-- start of Working data --

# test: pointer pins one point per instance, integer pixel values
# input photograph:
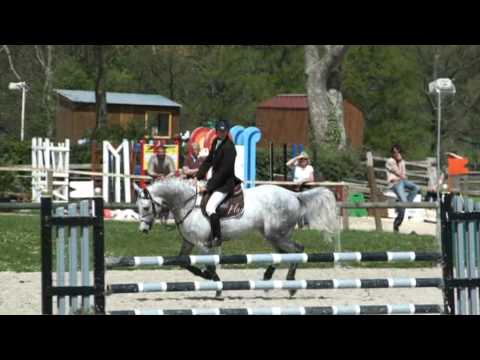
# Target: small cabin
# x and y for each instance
(76, 114)
(285, 120)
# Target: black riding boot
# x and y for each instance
(216, 238)
(399, 220)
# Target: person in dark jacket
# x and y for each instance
(223, 182)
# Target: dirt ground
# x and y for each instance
(20, 293)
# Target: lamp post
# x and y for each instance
(440, 87)
(23, 87)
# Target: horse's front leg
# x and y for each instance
(187, 250)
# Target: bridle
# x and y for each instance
(148, 196)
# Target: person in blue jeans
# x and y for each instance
(405, 190)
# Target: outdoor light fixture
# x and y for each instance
(441, 87)
(23, 87)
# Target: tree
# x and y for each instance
(44, 55)
(322, 65)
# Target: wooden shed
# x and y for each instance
(76, 114)
(285, 120)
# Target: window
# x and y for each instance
(159, 125)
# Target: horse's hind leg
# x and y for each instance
(291, 247)
(187, 250)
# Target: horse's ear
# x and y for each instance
(137, 188)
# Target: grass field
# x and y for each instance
(20, 243)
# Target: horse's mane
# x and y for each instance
(175, 183)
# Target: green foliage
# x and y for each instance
(331, 164)
(263, 163)
(385, 82)
(72, 75)
(20, 243)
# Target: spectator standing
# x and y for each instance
(161, 165)
(303, 172)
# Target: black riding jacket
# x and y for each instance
(222, 161)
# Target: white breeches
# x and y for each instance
(215, 200)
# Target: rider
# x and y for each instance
(223, 182)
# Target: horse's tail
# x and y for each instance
(320, 209)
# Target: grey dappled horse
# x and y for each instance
(272, 211)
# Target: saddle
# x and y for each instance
(233, 206)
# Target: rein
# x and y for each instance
(149, 196)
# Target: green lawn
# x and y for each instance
(20, 243)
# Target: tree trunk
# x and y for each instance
(46, 61)
(100, 88)
(322, 65)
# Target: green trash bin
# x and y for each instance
(357, 199)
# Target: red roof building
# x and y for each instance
(285, 119)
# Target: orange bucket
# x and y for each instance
(457, 167)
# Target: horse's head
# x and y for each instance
(147, 209)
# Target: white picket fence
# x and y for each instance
(117, 161)
(48, 156)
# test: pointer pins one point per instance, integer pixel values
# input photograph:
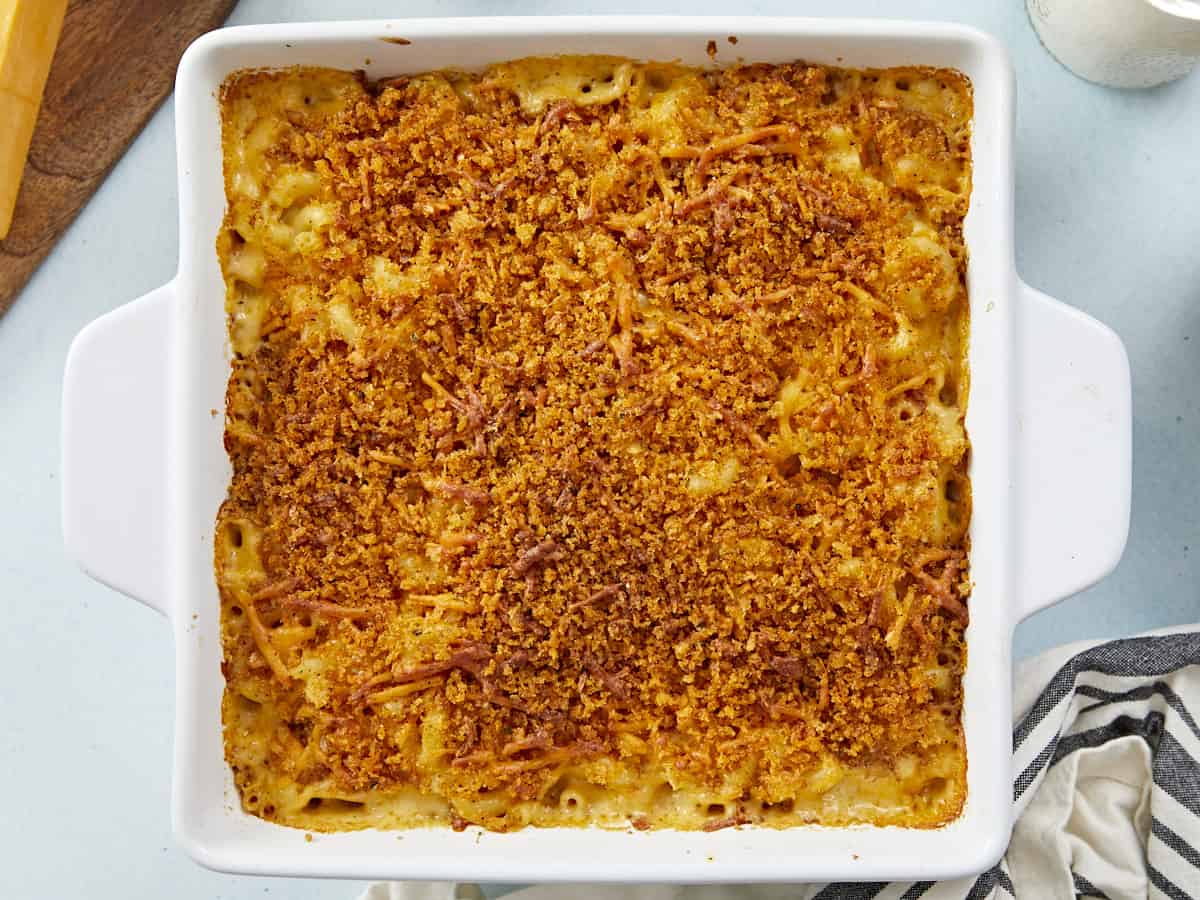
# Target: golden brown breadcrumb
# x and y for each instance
(565, 442)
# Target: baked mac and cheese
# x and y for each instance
(598, 443)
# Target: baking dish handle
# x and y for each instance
(1074, 450)
(114, 403)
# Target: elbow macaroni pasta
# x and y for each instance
(598, 445)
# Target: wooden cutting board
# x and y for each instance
(114, 65)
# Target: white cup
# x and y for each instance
(1123, 43)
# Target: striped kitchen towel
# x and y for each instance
(1107, 792)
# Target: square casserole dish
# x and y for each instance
(144, 468)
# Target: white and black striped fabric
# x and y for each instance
(1107, 791)
(1138, 689)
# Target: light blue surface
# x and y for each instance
(1108, 191)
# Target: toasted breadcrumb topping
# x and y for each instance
(617, 457)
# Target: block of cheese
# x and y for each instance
(29, 33)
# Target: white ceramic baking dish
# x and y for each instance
(144, 469)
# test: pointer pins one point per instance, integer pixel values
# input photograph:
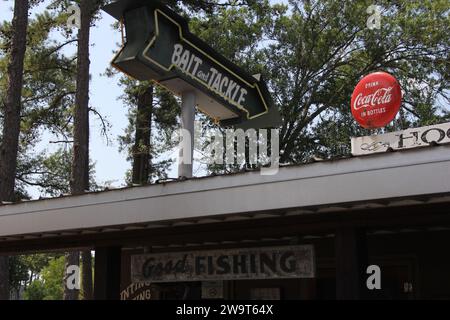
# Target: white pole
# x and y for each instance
(188, 102)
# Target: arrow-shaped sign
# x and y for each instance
(160, 47)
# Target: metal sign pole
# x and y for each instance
(188, 102)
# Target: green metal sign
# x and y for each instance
(160, 47)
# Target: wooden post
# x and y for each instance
(351, 263)
(107, 273)
(188, 102)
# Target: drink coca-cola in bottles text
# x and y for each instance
(376, 100)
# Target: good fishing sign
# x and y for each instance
(160, 47)
(250, 263)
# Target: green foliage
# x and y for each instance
(313, 53)
(50, 285)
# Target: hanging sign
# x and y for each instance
(376, 100)
(234, 264)
(400, 140)
(160, 47)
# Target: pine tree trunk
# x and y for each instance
(11, 126)
(72, 259)
(142, 144)
(86, 260)
(80, 162)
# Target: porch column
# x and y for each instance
(351, 263)
(107, 273)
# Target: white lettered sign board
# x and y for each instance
(233, 264)
(400, 140)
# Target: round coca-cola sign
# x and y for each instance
(376, 100)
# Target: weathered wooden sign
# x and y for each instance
(406, 139)
(252, 263)
(160, 47)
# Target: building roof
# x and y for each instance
(393, 178)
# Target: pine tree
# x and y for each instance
(11, 122)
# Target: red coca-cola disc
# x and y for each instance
(376, 100)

-- end of Working data --

Please copy out all of the records above line for line, leaving the pictures out.

# test: pointer pins one point per instance, integer pixel values
# input photograph:
# Target: small cabin
# x and y for each instance
(76, 114)
(285, 120)
# Target: black riding boot
# x and y for each instance
(216, 238)
(399, 220)
# Target: person in dark jacket
# x and y for each instance
(223, 182)
# Target: dirt ground
# x and y for each instance
(20, 293)
# Target: lamp post
# x and y for each instance
(440, 87)
(23, 87)
# Target: horse's front leg
# x and y for each instance
(187, 250)
# Target: bridle
# x and y for each instance
(148, 196)
# Target: person in blue jeans
# x and y for each instance
(405, 190)
# Target: outdoor light fixture
# x and y for each instance
(441, 87)
(23, 87)
# Target: tree
# x and y for each instance
(44, 55)
(322, 65)
# Target: wooden shed
# x and y for each instance
(76, 114)
(285, 120)
# Target: window
# x and y for each instance
(159, 125)
# Target: horse's hind leg
# x and y for each instance
(291, 247)
(187, 250)
# Target: horse's ear
# x and y for each instance
(137, 188)
# Target: grass field
# x and y for each instance
(20, 243)
# Target: horse's mane
# x and y for each instance
(175, 183)
# Target: green foliage
# x and y for each instance
(331, 164)
(263, 163)
(385, 82)
(72, 75)
(20, 243)
# Target: spectator standing
# x and y for each instance
(161, 165)
(303, 172)
# Target: black riding jacket
# x and y for each instance
(222, 161)
# Target: white breeches
# x and y for each instance
(215, 200)
# Target: rider
# x and y for each instance
(223, 182)
# Target: horse's tail
# x and y for each instance
(320, 209)
# Target: grey dappled horse
# x and y for each instance
(272, 211)
# Target: saddle
# x and y for each instance
(233, 206)
# Target: rein
# x and y for each instance
(149, 196)
# Target: green lawn
# x and y for each instance
(20, 243)
# Target: tree trunk
# x and y for each instance
(46, 61)
(100, 88)
(322, 65)
# Target: green trash bin
# x and y for each instance
(357, 199)
# Target: red roof building
# x and y for each instance
(285, 119)
# Target: orange bucket
# x and y for each instance
(457, 167)
# Target: horse's head
# x and y for each instance
(147, 209)
# Target: white picket fence
# x and y for each instance
(117, 161)
(48, 156)
# test: pointer pins one point per instance, integer pixel values
# input photograph:
# Target: golden brown breadcrumb
# x and y for each instance
(565, 442)
# Target: baked mac and cheese
# x and y for each instance
(598, 443)
# Target: baking dish handle
# x and y for each instance
(1074, 450)
(114, 403)
# Target: elbow macaroni pasta
# x and y for each instance
(598, 445)
# Target: wooden cutting board
# x and y for each instance
(114, 65)
# Target: white cup
# x and y for each instance
(1123, 43)
# Target: striped kitchen towel
# x and y for each instance
(1107, 792)
# Target: square casserole dish
# x and y for each instance
(144, 468)
# Target: white and black striped fabric
# x and y for each instance
(1107, 791)
(1138, 689)
# Target: light blue surface
# x and y for each instance
(1108, 191)
# Target: toasted breadcrumb topping
# x and y for each instance
(617, 457)
# Target: block of cheese
# x and y for each instance
(29, 33)
# Target: white ceramic baking dish
# x and y for each instance
(144, 469)
# test: pointer pins one point per instance, integer pixel values
# input photograph:
# Target: white pole
# x and y for each instance
(188, 102)
# Target: arrow-shaped sign
# x and y for each instance
(160, 47)
# Target: metal sign pole
# x and y for each instance
(188, 102)
# Target: green metal sign
# x and y for each instance
(160, 47)
# Target: wooden post
# x and y for each instance
(351, 263)
(107, 273)
(188, 102)
# Target: drink coca-cola in bottles text
# x and y for each instance
(376, 100)
# Target: good fishing sign
# x and y for each instance
(160, 47)
(250, 263)
# Target: green foliage
# x and y for each instance
(313, 53)
(50, 285)
# Target: hanging sign
# x and y for each instance
(376, 100)
(234, 264)
(400, 140)
(160, 47)
# Target: pine tree trunk
# x and y for each instance
(11, 126)
(72, 259)
(142, 144)
(86, 260)
(80, 162)
# Target: porch column
# x and y for each instance
(351, 263)
(107, 273)
# Target: white lettered sign board
# x and y for each instance
(233, 264)
(400, 140)
# Target: round coca-cola sign
# x and y for each instance
(376, 100)
# Target: weathered wooden sign
# x and y for each instance
(406, 139)
(252, 263)
(160, 47)
# Target: building roof
# x and y for each instance
(393, 178)
# Target: pine tree
# x and y for each instance
(11, 122)
# Target: red coca-cola disc
# x and y for each instance
(376, 100)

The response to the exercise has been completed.